## EXERCISE OBJECTIVE
Find the line that contains "stem and record the coordinates.". Output it and every line after it to the end of the records, exactly as they appear.

## INFORMATION
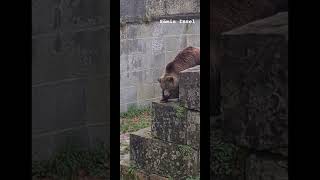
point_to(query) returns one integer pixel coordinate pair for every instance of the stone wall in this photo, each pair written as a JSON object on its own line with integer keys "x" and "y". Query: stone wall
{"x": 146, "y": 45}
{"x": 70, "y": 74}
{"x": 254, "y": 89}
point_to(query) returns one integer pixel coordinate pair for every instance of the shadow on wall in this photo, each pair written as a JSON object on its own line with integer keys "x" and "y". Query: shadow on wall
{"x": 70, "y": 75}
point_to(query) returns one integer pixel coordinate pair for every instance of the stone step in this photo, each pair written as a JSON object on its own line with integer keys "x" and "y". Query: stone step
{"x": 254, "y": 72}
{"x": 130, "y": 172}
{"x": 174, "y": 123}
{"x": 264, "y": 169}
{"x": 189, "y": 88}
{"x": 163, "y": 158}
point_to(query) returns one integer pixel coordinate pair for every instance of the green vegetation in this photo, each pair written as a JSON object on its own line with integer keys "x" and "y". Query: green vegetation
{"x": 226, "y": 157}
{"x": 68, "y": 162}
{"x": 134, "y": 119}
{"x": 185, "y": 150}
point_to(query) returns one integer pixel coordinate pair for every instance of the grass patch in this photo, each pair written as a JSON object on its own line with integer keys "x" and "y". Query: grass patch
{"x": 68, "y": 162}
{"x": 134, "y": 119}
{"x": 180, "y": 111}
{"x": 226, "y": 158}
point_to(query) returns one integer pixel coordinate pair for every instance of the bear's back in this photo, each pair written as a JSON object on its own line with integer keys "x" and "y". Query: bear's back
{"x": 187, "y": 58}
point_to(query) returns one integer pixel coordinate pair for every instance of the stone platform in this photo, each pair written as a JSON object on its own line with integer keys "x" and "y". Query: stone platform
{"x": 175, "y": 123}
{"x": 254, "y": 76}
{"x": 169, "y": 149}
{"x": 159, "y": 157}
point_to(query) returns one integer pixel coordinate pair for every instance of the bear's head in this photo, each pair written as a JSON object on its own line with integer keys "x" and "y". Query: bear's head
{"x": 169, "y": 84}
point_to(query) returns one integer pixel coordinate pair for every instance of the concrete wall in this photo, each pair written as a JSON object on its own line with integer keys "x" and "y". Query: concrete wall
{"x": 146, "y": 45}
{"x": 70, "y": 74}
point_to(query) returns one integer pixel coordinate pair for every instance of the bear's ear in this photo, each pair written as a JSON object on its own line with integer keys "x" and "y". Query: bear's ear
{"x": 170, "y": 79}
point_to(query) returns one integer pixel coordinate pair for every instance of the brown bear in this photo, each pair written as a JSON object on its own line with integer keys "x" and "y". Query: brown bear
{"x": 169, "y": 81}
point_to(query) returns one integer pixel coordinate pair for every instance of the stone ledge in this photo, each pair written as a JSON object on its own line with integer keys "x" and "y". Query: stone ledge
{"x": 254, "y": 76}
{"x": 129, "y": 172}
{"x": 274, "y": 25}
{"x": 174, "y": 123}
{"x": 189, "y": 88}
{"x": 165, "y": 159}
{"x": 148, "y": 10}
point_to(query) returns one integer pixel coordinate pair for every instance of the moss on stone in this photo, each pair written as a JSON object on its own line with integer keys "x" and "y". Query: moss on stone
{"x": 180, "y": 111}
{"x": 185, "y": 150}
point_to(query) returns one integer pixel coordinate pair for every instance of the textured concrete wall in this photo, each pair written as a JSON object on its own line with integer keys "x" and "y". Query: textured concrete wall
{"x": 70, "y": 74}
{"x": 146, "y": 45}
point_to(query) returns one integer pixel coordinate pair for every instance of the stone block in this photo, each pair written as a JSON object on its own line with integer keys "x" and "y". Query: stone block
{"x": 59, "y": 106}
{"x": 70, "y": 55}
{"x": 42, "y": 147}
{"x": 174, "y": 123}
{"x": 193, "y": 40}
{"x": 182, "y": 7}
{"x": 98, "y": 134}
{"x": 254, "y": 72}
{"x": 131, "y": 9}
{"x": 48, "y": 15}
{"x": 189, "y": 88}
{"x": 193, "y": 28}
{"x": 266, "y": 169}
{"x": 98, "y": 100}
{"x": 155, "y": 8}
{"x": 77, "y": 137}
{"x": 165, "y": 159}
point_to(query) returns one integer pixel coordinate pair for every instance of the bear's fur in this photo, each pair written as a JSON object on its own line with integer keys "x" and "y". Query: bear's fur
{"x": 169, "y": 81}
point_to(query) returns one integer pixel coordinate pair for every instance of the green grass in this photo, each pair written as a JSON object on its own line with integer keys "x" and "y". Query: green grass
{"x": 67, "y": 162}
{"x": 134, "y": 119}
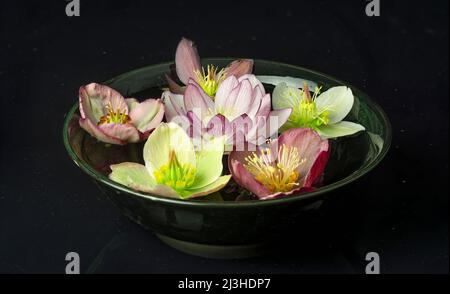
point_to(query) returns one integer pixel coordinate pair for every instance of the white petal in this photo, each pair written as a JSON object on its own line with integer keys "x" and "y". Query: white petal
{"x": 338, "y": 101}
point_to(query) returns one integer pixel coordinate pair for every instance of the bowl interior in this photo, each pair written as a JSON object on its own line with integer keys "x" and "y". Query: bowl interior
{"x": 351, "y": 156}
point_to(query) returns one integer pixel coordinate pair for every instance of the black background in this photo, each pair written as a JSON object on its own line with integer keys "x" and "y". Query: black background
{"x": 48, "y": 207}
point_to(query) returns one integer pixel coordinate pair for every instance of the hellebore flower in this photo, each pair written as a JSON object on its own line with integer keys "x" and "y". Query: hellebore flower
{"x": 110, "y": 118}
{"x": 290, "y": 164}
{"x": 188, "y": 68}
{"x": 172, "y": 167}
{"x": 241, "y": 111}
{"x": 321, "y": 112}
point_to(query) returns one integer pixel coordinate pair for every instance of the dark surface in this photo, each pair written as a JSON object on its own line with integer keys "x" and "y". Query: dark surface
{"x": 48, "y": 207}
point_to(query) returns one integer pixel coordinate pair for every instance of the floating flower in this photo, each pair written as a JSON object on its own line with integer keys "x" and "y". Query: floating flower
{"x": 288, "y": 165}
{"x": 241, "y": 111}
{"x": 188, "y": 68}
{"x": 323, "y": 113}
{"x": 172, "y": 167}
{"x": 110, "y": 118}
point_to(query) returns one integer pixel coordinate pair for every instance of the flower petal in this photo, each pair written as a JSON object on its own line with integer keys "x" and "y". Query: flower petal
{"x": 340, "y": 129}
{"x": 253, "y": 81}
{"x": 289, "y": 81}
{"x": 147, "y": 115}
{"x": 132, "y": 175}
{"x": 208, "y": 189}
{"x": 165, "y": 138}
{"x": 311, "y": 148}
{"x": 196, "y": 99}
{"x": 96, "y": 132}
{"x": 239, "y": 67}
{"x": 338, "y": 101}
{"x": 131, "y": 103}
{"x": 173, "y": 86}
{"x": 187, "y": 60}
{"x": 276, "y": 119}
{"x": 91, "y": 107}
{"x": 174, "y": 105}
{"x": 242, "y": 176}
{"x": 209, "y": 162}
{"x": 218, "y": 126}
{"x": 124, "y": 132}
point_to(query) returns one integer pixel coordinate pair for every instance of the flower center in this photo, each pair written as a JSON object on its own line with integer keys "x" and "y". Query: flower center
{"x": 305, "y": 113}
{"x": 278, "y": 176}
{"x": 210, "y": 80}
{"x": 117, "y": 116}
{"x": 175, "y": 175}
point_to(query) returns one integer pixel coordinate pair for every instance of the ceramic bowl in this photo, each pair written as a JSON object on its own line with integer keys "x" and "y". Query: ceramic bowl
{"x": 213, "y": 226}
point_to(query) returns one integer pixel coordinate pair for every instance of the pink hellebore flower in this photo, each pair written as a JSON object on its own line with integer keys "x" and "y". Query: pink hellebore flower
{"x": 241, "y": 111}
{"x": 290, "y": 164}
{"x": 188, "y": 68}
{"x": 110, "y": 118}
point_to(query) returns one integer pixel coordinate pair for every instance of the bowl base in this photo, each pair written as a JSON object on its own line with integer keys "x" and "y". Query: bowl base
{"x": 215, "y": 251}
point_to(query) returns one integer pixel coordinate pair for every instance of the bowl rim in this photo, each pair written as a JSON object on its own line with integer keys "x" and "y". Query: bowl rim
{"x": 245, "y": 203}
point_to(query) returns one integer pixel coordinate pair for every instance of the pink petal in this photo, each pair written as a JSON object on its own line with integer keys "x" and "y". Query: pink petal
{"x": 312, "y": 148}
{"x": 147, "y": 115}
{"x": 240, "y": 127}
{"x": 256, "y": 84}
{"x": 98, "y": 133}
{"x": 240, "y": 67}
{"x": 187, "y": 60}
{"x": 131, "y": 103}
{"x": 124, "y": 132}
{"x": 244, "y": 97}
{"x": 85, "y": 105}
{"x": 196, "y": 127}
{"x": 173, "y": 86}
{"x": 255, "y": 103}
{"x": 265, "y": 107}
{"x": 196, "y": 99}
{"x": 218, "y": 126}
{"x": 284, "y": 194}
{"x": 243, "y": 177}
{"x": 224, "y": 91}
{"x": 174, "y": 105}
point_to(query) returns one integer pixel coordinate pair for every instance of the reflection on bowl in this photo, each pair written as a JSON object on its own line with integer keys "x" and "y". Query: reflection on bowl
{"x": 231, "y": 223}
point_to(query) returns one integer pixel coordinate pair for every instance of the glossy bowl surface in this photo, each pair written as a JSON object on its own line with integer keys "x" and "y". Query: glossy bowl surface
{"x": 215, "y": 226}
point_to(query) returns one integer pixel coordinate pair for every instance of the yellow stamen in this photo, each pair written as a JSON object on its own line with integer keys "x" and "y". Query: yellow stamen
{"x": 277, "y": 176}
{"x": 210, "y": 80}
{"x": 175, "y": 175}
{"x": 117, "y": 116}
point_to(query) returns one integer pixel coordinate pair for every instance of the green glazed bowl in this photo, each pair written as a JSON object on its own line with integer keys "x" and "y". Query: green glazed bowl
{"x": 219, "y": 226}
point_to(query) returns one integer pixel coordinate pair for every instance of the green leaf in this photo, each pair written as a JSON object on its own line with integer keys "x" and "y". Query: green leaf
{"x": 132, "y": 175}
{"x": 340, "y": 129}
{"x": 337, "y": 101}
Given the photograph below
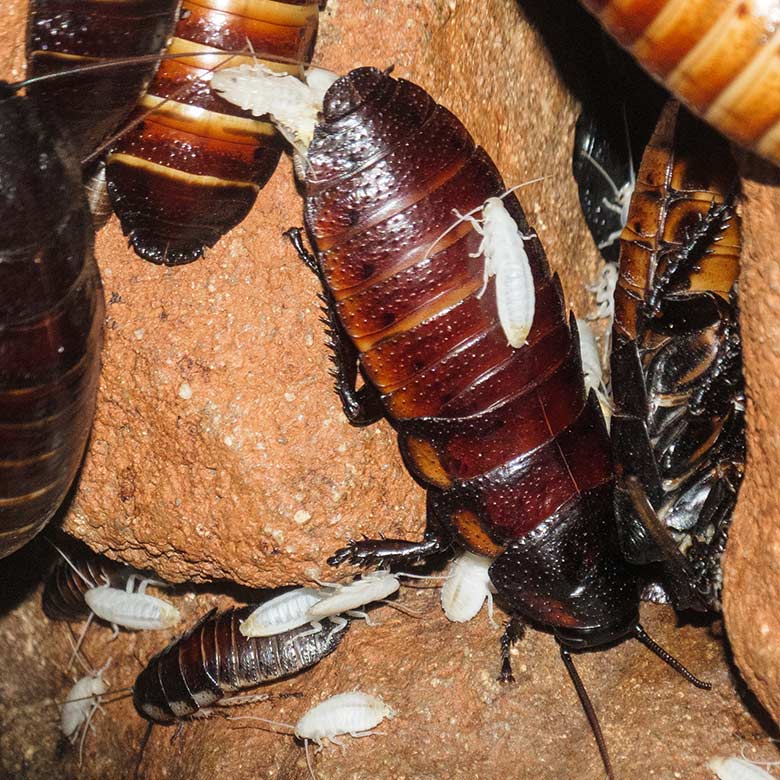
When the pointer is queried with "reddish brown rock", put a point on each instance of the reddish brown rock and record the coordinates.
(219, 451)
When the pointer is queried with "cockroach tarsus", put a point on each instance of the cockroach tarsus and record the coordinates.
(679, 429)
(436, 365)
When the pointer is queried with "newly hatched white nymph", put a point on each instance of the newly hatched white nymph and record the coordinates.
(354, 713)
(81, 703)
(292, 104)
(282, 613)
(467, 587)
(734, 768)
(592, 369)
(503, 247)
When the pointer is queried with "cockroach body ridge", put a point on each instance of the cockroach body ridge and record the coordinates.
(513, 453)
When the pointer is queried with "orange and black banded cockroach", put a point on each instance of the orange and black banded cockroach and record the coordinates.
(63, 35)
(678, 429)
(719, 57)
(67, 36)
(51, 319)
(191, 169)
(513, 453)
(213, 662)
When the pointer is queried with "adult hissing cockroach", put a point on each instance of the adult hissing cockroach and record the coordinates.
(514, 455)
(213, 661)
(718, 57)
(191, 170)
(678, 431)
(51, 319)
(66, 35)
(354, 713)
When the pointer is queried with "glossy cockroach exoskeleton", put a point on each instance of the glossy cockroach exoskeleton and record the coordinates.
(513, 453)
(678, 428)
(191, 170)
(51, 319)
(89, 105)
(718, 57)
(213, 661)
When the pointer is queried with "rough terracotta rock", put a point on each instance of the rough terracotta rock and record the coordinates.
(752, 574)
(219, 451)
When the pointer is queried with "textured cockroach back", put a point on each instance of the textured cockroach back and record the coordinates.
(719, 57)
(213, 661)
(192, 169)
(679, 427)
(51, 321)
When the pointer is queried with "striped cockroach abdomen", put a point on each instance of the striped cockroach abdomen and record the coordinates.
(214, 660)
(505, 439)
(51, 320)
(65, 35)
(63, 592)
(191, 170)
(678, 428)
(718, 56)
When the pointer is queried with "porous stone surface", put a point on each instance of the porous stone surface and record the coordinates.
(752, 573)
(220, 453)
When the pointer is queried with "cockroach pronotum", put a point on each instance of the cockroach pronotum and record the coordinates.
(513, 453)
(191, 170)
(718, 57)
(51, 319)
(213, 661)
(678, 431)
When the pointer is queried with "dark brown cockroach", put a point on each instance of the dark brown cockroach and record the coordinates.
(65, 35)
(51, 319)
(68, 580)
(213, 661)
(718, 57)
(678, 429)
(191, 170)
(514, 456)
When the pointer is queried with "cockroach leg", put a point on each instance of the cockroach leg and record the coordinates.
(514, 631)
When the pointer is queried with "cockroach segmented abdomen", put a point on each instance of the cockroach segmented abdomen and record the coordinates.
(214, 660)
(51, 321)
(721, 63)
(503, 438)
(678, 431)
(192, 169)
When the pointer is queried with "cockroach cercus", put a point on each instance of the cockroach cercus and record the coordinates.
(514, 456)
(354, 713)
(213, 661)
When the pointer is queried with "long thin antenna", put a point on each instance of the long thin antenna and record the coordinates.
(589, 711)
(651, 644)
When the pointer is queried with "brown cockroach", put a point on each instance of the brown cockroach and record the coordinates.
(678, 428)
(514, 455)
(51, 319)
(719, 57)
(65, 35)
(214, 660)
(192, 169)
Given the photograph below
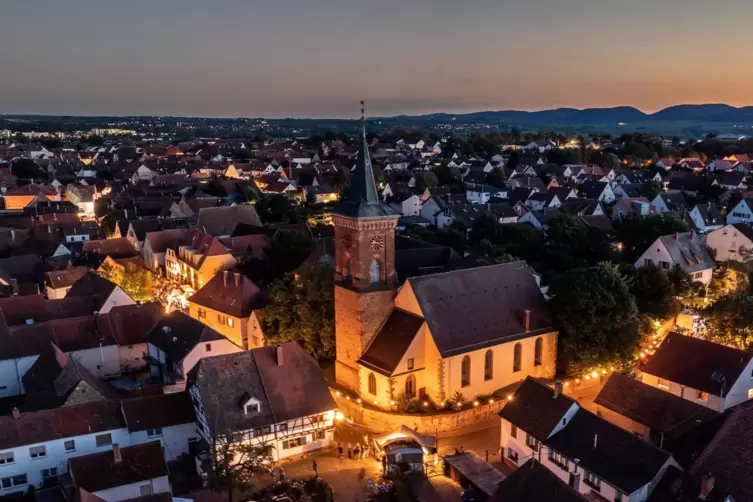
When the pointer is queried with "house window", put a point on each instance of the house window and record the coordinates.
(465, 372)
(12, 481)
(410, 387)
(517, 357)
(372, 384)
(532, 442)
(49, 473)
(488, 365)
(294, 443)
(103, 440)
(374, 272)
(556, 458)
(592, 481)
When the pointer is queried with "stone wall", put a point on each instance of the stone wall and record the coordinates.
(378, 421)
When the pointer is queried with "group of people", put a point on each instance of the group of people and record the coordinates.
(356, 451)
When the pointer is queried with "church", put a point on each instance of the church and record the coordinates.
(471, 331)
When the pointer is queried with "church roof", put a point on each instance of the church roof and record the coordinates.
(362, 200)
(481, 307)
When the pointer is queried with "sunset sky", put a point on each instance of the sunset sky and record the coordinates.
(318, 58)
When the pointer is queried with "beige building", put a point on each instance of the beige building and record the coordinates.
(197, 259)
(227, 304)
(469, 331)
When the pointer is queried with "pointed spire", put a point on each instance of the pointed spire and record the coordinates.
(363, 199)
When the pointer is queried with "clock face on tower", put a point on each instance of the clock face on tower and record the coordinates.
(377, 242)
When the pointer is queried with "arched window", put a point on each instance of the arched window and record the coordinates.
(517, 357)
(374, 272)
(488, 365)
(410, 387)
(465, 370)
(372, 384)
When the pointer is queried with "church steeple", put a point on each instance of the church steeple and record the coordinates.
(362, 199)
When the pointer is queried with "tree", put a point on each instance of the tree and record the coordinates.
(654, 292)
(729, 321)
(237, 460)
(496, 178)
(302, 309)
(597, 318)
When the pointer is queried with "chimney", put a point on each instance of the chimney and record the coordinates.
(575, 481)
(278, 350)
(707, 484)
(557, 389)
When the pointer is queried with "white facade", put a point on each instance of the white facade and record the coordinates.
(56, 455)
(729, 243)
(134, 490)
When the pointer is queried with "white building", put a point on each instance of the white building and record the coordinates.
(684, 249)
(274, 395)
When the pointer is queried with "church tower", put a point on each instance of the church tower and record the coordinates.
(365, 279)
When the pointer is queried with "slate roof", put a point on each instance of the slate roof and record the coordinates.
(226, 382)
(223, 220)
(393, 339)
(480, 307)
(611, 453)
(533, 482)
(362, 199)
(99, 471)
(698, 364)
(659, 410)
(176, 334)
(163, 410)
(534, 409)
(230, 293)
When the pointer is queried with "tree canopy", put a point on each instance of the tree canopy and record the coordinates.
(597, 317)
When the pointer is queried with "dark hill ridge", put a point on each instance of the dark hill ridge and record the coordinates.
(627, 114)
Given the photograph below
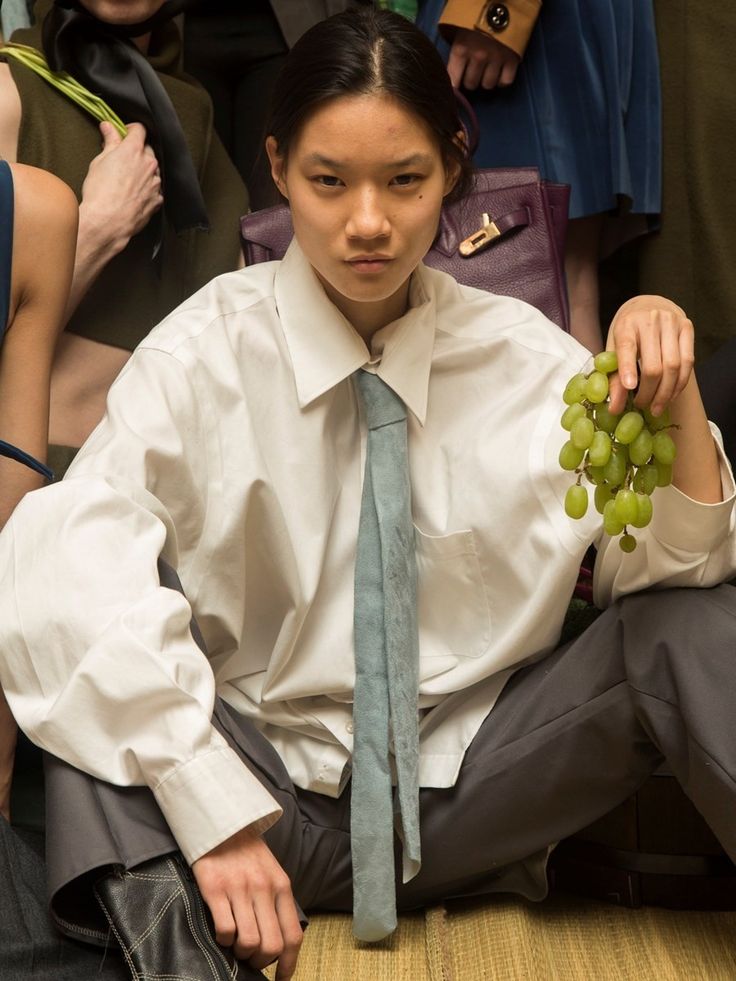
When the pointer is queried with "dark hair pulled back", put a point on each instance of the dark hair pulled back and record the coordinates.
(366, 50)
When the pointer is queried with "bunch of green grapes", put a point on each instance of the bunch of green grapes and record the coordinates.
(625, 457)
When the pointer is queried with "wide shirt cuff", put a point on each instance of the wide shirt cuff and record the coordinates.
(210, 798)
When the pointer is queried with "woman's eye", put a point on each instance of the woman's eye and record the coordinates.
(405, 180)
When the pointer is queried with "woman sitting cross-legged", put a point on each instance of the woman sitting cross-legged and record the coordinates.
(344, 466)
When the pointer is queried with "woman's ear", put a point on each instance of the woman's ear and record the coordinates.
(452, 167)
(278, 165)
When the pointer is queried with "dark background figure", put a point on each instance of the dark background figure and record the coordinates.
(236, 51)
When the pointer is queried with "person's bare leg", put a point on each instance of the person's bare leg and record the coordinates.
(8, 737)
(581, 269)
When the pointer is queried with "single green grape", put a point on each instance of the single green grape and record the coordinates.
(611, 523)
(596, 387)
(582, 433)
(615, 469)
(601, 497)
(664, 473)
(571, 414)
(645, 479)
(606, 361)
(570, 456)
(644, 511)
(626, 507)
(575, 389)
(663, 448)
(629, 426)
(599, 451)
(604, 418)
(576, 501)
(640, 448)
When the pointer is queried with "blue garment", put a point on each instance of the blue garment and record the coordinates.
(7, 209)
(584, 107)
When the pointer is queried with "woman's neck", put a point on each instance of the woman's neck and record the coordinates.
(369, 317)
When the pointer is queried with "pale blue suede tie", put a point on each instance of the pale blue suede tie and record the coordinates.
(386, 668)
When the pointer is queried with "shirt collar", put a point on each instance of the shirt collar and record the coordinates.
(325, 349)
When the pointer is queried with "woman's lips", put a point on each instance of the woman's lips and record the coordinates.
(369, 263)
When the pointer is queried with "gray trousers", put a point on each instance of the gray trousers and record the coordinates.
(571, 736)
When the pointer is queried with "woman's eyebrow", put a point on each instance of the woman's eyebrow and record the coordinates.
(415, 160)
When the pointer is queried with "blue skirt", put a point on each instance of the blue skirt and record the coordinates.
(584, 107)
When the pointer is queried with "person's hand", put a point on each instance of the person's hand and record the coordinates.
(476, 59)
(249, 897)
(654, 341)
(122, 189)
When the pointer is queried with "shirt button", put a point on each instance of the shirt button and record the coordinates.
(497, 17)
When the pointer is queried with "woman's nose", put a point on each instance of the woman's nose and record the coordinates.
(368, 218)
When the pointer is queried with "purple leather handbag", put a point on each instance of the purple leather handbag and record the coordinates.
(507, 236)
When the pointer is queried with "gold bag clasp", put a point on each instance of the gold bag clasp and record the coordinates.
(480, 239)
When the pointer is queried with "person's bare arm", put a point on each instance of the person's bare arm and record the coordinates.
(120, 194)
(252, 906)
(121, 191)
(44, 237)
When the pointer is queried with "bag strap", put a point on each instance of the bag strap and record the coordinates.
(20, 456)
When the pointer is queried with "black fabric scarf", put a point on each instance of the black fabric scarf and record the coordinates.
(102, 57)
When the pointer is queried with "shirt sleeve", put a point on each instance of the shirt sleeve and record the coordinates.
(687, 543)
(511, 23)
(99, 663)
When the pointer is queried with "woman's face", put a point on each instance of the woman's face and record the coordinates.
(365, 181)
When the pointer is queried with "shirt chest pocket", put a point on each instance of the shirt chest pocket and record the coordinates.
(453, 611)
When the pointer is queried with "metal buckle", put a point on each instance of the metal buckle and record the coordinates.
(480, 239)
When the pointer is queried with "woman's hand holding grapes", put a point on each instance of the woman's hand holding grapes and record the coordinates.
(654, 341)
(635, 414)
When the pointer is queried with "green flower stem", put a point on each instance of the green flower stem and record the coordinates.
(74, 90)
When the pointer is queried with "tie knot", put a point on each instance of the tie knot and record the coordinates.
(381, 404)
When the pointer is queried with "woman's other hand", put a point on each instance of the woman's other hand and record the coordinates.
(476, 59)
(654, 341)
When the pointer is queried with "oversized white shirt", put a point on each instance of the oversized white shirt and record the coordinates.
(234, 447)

## RESULT
When the pointer is queried with "green flower stem", put a point on each instance of the green flower stem and record the coordinates.
(74, 90)
When the pointer is queried with "tie knot", put a point on each instance of the tie knot and record the coordinates.
(381, 404)
When the pointer is queried with "woman's other hand", put a point on each instance of the woman's other hand and record the coordinates.
(476, 59)
(654, 341)
When the pointer is queried with "oversized white shirt", put a point on each instance of the oversized white shirt and record the coordinates.
(234, 447)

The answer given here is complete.